» **EXERCISE BRIEF**:
Look through the listing below and write out exactly the lines from the line with "of the crowd" to the line with "of the overcast", both included, and no others.

» **LISTED RECORDS**:
--------------------

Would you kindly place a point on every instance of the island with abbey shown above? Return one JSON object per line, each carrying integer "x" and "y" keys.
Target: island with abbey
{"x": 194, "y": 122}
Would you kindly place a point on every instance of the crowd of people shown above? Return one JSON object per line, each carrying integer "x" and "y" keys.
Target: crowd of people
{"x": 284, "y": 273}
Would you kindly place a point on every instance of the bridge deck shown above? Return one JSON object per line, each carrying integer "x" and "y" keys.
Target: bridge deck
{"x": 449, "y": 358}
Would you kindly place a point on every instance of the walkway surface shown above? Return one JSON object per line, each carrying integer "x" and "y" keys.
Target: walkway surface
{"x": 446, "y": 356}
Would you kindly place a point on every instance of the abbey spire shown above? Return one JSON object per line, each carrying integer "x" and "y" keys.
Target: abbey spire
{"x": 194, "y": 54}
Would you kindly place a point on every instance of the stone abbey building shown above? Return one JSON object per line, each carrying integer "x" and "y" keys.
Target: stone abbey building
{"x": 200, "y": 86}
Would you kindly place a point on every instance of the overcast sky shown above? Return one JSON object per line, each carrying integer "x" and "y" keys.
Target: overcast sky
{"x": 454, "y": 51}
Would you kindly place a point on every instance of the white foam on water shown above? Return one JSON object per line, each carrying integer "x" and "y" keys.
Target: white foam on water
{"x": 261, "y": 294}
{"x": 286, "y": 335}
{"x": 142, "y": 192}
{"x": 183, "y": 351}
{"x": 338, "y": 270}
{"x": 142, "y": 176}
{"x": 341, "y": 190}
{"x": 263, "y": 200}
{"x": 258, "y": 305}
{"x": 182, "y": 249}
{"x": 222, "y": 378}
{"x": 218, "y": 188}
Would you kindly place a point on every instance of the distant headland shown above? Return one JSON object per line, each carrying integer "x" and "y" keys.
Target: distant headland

--------------------

» **RESPONSE TO THE TASK**:
Would you kindly place a point on every instance of the crowd of people shown above? Return one JSON object per line, each carrying integer "x" and "y" keys.
Target: crowd of people
{"x": 284, "y": 273}
Would you kindly place a point on every instance of the bridge deck shown above? Return one JSON object per line, each carrying integer "x" and "y" keys.
Target: bridge deck
{"x": 449, "y": 358}
Would you kindly place a point on every instance of the walkway surface shown above? Return one JSON object per line, each carrying integer "x" and "y" keys.
Target: walkway surface
{"x": 446, "y": 356}
Would you kindly place a point on every instance of the abbey spire shown above? Return one JSON object per line, each carrying integer "x" and "y" keys.
Target: abbey spire
{"x": 194, "y": 54}
Would you kindly place a point on every instance of the stone abbey building shown above? Return one JSON object per line, each carrying integer "x" and "y" keys.
Target: stone abbey building
{"x": 200, "y": 86}
Would you kindly place a point on every instance of the overcast sky shown above? Return one JSON object per line, each carrying integer "x" and "y" keys.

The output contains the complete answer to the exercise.